Texte proposé:

Benoît Bréchignac, Directeur des Ressources Humaines (DRH) d’un groupe de distribution en région Rhône-Alpes, s’interroge : comment travailler toujours mieux à l’unification des membres de sa communauté de travail (= l’entreprise) dont il a la responsabilité ? Retour d’expériences.
Cet article est issu du livre « Société de Bien Commun, pour changer la donne à hauteur d’homme ».
“En qualité de DRH, ma préoccupation première est de travailler, au sein du comité de direction, à l’unité et à l’unification des membres de la communauté de travail (l’entreprise) dont j’ai la responsabilité.
Mon rôle au sein de ce collectif de dirigeants est de l’accompagner dans sa capacité à projeter l’entreprise dans une vision et une mission partagées, à définir ou soutenir les
stratégies qui permettront de réaliser cette ambition et enfin à engager les collaborateurs dans cette aventure collective.
Les mener « à bon port » dans le respect de leur personne et par le développement de leurs talents et de leurs compétences nourrit la fierté du DRH dans sa mission !
LIEN STRUCTURE DU CAPITAL-CULTURE D’ENTREPRISE
Mon parcours professionnel m’a amené à travailler dans des entreprises très différentes notamment du point de vue capitalistique. Je fais le constat que la structure du capital influence fortement la culture de l’entreprise, son mode de management, son rapport au temps, ou encore la stabilité de sa gouvernance. Les entreprises cotées en bourse, souvent mondiales, sont tributaires d’une obligation de performance quasi quotidienne, évaluée publiquement et sanctionnée par le cours de bourse, impliquant une capacité de réaction presque immédiate au détriment d’une permanence dans l’action. L’actionnaire est de fait souvent désincarné, volatile, exigeant et spéculatif. Il est perçu par les salariés (mais aussi par leurs dirigeants) comme une « puissance » lointaine, méconnue, attirée par le gain financier et rétive à la prise de risque pour le développement de l’entreprise. Les intérêts de l’actionnaire divergent de ceux des salariés. Ces entreprises vivent des tensions irréconciliables que la mondialisation exacerbe toujours plus. Le comité de direction peine à gouverner, le management se désengage, le cynisme se répand et le dialogue social ne peut plus fonctionner sereinement.
J’ai également travaillé dans des entreprises dans lesquelles l’actionnariat est familial et partagé avec les salariés permettant ainsi une indépendance vis-à-vis des marchés financiers et le développement d’une culture entrepreneuriale réelle. Ces entreprises restent généralement vigilantes à conserver un faible niveau d’endettement vis-à-vis des banques dans une logique de saine gestion. Ce modèle est exigeant car il développe la responsabilité, l’engagement personnel et le sens du résultat. Il développe une gouvernance plus apaisée entre l’actionnaire, les dirigeants et la communauté des salariés de l’entreprise.
TRAVAILLER À UNE VISION COMMUNE
Pour autant, cet équilibre est vite instable et il me paraît nécessaire que les dirigeants, avec l’aide de leur DRH, travaillent à maintenir une relation apaisée entre ces trois acteurs clés de l’entreprise par le développement d’une expérience apaisée de leur appartenance à une maison commune et une convergence de leurs intérêts à court et long terme.

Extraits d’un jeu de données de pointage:
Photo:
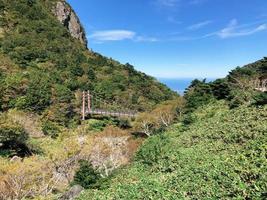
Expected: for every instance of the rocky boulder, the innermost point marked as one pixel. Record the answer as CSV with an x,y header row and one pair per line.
x,y
69,19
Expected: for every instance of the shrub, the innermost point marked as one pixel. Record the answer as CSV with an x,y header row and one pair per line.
x,y
51,129
13,139
260,99
86,176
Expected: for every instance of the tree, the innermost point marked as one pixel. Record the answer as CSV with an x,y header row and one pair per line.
x,y
198,94
86,176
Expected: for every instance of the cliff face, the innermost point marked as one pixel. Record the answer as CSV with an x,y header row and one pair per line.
x,y
69,19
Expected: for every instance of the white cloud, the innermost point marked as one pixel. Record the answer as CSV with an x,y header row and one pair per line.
x,y
145,39
112,35
168,3
199,25
233,30
119,35
197,2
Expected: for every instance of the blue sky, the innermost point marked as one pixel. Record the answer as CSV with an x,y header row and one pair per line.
x,y
177,38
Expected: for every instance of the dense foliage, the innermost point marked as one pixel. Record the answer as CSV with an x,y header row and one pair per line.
x,y
43,69
222,155
86,176
238,88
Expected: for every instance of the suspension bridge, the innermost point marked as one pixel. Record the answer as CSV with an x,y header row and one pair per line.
x,y
261,84
90,102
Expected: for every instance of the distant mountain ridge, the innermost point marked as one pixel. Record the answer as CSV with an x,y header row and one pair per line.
x,y
45,64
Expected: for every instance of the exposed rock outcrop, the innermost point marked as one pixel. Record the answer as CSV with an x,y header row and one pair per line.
x,y
69,19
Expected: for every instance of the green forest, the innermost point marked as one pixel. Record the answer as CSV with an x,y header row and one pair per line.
x,y
210,143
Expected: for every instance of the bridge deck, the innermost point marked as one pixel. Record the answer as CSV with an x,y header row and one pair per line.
x,y
111,113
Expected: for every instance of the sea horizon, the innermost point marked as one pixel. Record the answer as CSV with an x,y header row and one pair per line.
x,y
179,85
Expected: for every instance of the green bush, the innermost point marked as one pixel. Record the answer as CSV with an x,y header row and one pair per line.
x,y
86,176
222,155
13,139
260,99
51,129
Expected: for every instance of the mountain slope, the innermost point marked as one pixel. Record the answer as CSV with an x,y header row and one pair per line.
x,y
222,155
44,66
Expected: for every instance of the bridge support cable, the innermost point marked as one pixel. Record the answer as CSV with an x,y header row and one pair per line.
x,y
94,106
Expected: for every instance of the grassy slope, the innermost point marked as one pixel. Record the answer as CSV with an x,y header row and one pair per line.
x,y
37,45
220,156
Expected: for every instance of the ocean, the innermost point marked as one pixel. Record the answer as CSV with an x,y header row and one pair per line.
x,y
179,84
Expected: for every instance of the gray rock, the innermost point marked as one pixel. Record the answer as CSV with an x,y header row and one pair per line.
x,y
69,19
72,193
15,159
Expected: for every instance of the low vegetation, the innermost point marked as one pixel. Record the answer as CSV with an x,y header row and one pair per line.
x,y
221,155
209,144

Consigne: D’après le texte sur le rôle du DRH, de quel livre cet article est-il issu ?

Corrigé: Du livre « Société de Bien Commun, pour changer la donne à hauteur d’homme ».